» **What the task requires**: Render the lines from the one with "query: officer with outstretched arm" through the one with "521 156 L 521", inclusive, as a Markdown table with the columns No. and Line, numbering each line and leaving out blank lines. Include only those lines.

Mask labeling rows
=-=-=

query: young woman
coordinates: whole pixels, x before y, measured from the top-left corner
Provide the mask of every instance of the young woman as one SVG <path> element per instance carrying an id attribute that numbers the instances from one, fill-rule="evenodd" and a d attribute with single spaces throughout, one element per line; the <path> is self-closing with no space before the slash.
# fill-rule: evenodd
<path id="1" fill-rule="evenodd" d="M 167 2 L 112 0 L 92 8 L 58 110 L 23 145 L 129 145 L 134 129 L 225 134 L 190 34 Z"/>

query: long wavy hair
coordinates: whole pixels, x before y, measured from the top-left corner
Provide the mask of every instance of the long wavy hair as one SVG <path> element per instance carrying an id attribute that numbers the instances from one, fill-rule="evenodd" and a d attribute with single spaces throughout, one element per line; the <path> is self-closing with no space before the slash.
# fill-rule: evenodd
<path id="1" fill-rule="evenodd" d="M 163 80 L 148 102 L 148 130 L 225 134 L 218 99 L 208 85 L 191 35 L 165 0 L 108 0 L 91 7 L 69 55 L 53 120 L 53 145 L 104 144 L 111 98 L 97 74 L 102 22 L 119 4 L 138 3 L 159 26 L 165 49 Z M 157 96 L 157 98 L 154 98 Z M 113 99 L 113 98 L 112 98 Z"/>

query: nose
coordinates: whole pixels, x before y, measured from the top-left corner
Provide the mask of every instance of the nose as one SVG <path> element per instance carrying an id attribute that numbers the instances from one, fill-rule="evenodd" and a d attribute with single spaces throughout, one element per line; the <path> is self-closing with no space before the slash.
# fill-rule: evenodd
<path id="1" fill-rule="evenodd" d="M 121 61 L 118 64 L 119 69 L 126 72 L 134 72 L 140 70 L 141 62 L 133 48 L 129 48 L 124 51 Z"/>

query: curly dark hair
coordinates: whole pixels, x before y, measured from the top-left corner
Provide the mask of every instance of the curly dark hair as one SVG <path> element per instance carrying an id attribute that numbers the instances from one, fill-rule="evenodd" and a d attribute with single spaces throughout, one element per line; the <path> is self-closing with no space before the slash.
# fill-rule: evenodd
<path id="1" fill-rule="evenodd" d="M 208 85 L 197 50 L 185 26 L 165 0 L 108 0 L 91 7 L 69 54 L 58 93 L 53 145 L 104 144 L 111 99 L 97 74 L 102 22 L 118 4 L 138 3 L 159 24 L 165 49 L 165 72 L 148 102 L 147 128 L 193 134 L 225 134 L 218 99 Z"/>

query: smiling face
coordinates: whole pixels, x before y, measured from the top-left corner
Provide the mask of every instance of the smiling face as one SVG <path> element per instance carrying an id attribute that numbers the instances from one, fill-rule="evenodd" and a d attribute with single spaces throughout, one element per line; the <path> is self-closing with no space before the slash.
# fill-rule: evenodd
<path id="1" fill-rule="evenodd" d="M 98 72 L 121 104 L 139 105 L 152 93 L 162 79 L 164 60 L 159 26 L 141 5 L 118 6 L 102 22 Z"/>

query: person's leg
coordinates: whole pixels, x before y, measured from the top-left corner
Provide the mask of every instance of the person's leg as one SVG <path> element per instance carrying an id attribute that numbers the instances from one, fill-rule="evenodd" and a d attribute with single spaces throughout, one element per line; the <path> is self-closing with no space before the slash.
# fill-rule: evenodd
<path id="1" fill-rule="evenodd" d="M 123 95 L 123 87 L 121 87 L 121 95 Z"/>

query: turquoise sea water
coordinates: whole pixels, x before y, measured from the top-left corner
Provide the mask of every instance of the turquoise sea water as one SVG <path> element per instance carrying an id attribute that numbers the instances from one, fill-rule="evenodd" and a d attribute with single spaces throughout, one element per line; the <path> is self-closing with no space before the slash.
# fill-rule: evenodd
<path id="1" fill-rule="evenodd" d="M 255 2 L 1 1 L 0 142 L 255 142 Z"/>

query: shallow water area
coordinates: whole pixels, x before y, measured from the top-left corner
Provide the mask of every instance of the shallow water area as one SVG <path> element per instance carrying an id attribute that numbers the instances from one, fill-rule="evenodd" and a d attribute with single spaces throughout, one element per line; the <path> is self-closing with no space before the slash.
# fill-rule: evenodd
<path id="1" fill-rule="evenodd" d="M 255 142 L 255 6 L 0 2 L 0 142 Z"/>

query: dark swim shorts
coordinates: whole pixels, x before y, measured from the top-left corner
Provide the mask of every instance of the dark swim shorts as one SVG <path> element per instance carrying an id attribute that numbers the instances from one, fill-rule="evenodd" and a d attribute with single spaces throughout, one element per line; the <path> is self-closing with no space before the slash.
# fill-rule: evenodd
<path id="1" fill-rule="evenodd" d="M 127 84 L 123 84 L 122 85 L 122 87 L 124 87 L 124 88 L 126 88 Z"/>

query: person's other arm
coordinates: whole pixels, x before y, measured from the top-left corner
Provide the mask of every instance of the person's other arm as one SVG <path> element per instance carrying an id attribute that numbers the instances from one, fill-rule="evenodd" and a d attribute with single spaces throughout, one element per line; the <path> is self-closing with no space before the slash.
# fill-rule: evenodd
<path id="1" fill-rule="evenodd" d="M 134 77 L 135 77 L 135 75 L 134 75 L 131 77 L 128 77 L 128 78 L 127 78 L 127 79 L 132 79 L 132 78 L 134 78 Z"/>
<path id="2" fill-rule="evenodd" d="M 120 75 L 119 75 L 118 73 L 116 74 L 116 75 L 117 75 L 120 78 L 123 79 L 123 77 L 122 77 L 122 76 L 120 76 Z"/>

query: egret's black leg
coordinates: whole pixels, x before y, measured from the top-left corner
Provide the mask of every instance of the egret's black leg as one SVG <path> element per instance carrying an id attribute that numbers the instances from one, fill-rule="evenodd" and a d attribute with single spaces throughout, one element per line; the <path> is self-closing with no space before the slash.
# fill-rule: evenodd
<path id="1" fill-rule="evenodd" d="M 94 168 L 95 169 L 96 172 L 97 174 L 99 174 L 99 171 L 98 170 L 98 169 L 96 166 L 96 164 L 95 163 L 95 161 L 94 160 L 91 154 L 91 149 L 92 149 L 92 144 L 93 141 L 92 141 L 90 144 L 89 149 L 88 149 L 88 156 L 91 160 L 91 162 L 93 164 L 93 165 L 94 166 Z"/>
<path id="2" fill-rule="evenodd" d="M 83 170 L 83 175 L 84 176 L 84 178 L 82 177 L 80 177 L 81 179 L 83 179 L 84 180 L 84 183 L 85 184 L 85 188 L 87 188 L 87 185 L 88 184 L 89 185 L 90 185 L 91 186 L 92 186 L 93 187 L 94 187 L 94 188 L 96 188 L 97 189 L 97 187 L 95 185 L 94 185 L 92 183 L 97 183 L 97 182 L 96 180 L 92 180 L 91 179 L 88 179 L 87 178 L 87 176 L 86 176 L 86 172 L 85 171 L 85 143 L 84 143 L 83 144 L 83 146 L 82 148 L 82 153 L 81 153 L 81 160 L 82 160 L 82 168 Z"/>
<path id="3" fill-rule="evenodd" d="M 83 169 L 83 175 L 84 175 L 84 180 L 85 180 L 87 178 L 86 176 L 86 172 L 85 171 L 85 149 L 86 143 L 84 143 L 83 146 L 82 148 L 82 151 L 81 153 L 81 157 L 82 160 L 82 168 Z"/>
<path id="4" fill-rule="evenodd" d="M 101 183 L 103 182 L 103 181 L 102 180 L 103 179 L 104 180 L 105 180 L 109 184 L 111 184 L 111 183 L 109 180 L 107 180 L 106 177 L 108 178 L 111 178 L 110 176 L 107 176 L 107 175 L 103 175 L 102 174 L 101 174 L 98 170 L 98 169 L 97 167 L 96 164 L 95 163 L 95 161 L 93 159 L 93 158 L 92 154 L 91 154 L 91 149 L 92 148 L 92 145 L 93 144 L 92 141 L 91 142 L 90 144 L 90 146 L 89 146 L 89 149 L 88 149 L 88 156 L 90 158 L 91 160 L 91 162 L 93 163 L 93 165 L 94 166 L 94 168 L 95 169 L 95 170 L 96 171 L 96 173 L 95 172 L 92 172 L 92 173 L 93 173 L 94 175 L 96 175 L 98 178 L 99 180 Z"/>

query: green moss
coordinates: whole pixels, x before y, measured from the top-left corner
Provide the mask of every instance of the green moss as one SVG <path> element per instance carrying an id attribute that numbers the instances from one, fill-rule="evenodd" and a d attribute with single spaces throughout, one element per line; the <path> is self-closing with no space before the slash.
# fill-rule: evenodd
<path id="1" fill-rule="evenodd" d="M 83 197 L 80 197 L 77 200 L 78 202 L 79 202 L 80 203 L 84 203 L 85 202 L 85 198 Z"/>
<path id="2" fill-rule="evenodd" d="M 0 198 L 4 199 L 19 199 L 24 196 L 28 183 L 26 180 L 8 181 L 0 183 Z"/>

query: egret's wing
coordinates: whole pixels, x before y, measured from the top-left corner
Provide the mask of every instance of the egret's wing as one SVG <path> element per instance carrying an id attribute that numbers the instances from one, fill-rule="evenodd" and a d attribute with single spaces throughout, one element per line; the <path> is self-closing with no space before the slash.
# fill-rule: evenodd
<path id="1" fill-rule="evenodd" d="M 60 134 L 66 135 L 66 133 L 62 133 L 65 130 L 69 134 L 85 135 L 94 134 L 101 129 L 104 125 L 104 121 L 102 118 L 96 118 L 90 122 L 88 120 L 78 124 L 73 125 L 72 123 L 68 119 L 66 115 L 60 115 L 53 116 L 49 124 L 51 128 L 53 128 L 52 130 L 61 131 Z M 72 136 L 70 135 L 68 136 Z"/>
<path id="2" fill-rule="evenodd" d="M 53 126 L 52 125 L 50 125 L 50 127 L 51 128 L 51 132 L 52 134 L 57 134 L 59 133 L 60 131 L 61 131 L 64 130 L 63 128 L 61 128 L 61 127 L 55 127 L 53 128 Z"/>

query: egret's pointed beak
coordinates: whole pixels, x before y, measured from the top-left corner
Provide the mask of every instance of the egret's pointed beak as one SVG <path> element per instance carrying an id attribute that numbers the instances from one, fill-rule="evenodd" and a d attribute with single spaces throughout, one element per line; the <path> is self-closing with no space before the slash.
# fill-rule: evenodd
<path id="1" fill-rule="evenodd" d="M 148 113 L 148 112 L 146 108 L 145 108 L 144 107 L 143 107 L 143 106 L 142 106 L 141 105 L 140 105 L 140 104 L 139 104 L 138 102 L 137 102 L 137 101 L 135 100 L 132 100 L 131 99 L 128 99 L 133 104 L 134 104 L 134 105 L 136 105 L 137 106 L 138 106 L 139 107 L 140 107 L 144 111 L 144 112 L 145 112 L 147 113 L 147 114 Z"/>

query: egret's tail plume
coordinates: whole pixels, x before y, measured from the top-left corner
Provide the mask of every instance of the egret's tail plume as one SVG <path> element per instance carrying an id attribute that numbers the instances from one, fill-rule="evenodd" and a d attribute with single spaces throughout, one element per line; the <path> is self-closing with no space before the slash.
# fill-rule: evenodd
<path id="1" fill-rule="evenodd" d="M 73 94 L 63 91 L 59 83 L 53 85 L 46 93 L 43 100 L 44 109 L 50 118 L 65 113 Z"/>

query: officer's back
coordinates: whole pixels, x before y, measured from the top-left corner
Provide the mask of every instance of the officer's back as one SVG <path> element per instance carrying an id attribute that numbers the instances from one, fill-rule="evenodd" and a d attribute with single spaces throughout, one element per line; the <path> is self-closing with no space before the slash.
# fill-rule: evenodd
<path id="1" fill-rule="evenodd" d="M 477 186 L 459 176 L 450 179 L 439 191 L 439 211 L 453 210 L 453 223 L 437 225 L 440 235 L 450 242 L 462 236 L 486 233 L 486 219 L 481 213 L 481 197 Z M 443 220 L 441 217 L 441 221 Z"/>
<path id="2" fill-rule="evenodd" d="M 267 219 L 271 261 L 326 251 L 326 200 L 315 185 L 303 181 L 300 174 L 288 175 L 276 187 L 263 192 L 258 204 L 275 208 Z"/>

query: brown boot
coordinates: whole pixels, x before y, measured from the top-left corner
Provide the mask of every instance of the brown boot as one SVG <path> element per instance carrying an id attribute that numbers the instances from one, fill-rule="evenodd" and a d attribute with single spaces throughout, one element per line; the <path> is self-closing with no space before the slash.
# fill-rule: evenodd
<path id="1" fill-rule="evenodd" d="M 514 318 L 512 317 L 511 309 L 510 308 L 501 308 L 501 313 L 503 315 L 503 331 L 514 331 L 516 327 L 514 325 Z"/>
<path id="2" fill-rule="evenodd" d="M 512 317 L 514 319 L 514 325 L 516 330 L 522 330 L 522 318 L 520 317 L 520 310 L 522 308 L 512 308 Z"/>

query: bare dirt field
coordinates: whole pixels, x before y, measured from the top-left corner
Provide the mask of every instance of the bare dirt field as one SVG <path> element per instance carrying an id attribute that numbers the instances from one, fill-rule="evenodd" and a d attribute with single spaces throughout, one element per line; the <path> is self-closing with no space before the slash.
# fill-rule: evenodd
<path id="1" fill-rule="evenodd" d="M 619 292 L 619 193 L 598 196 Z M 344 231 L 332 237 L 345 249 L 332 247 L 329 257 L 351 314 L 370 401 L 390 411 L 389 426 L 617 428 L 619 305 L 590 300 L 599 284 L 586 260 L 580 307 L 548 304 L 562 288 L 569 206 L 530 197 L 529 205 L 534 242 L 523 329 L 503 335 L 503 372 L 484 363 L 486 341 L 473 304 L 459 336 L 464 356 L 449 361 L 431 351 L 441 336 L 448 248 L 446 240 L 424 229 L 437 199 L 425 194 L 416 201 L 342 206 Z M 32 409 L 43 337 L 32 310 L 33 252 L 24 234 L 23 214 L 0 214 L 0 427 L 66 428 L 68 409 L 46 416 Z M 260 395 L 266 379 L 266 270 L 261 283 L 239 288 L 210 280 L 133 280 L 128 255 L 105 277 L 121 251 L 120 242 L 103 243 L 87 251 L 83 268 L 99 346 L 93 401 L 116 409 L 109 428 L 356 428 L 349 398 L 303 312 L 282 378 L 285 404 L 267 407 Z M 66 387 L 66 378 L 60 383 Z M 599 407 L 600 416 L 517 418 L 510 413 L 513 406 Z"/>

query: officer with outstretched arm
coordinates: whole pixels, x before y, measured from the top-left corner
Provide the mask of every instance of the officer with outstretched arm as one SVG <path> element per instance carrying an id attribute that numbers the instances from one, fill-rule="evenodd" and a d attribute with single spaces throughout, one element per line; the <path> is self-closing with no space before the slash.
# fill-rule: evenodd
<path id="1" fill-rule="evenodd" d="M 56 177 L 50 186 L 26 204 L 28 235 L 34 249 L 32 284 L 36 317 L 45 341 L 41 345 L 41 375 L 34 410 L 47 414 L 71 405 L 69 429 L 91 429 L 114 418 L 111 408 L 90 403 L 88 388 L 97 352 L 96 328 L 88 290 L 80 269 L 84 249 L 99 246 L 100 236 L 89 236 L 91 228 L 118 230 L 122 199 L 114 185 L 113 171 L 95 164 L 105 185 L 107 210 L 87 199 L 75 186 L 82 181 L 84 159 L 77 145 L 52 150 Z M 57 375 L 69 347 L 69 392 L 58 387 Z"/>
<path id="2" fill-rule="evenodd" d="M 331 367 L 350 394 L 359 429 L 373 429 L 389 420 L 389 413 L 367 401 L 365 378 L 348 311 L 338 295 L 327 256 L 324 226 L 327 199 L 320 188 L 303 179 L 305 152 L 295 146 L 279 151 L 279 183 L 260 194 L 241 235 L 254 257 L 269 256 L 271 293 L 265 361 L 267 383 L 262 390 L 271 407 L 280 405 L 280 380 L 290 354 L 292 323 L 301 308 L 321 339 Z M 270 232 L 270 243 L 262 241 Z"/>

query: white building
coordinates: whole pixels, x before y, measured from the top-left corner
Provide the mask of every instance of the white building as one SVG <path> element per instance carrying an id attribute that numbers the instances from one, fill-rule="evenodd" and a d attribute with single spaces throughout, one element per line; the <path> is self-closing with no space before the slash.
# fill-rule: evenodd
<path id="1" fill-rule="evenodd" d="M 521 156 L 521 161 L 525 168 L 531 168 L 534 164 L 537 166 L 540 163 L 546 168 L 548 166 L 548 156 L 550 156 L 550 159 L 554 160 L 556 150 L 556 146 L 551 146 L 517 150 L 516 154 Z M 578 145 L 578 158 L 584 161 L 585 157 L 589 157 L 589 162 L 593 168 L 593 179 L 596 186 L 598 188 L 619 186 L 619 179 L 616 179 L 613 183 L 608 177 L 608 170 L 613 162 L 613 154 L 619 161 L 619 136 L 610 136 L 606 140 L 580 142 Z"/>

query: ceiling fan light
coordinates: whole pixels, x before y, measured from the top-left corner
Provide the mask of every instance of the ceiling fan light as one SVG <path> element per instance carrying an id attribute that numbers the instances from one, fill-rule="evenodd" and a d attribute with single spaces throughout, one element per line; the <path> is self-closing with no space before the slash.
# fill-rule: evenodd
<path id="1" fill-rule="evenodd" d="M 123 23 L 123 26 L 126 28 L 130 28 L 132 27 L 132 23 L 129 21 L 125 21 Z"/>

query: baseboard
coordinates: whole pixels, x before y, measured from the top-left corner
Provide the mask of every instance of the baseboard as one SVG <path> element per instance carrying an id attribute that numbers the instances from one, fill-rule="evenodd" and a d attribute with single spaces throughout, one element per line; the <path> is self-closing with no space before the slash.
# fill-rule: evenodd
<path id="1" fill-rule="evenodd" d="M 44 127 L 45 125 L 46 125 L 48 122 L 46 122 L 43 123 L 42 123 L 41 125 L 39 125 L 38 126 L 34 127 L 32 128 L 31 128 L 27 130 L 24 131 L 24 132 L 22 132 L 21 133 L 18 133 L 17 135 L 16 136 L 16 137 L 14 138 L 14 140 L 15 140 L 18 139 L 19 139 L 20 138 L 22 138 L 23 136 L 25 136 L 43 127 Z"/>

=-=-=

» **Solution to this problem**:
| No. | Line |
|---|---|
| 1 | query: officer with outstretched arm |
| 2 | coordinates: whole pixels, x before y, measured from the top-left corner |
| 3 | Provide the mask of every instance of the officer with outstretched arm as one SVG <path> element per instance carrying an id attribute that numbers the instances from one, fill-rule="evenodd" and a d attribute with single spaces throughout, one element per line; the <path> is self-closing with no space before the slash. |
| 4 | # fill-rule: evenodd |
| 5 | <path id="1" fill-rule="evenodd" d="M 56 177 L 50 186 L 26 204 L 28 235 L 34 249 L 32 284 L 36 317 L 45 341 L 41 345 L 41 375 L 34 410 L 47 414 L 71 405 L 69 429 L 91 429 L 114 418 L 111 408 L 90 403 L 88 388 L 97 352 L 96 328 L 88 290 L 80 269 L 84 249 L 99 246 L 100 236 L 89 236 L 91 228 L 118 230 L 122 199 L 114 185 L 113 171 L 95 164 L 105 185 L 107 210 L 87 199 L 75 186 L 82 181 L 84 159 L 77 145 L 52 150 Z M 57 375 L 69 347 L 69 392 L 58 387 Z"/> |
| 6 | <path id="2" fill-rule="evenodd" d="M 331 367 L 350 394 L 359 429 L 373 429 L 389 420 L 389 413 L 367 401 L 365 378 L 348 311 L 338 295 L 327 256 L 324 226 L 327 199 L 320 188 L 303 179 L 305 152 L 295 146 L 279 151 L 279 183 L 260 194 L 241 235 L 254 257 L 269 256 L 271 293 L 265 361 L 267 383 L 262 390 L 271 407 L 280 405 L 280 380 L 290 354 L 292 323 L 301 308 L 321 339 Z M 270 232 L 270 243 L 262 241 Z"/> |
| 7 | query: white building |
| 8 | coordinates: whole pixels, x before y, measured from the top-left corner |
| 9 | Provide the mask of every instance of the white building as one SVG <path> element per instance carrying an id attribute that numbers the instances from one, fill-rule="evenodd" and a d attribute with single spaces throughout, one element per line; the <path> is self-closing with no space before the slash. |
| 10 | # fill-rule: evenodd |
| 11 | <path id="1" fill-rule="evenodd" d="M 521 156 L 521 161 L 525 168 L 531 168 L 534 164 L 537 166 L 540 163 L 546 168 L 548 166 L 548 156 L 550 156 L 550 159 L 554 160 L 556 150 L 556 146 L 551 146 L 517 150 L 516 154 Z M 578 145 L 578 158 L 584 161 L 585 157 L 589 157 L 589 162 L 593 168 L 593 179 L 596 186 L 598 188 L 619 186 L 619 179 L 616 179 L 613 183 L 608 177 L 608 170 L 613 162 L 613 154 L 619 161 L 619 136 L 610 136 L 606 140 L 580 142 Z"/> |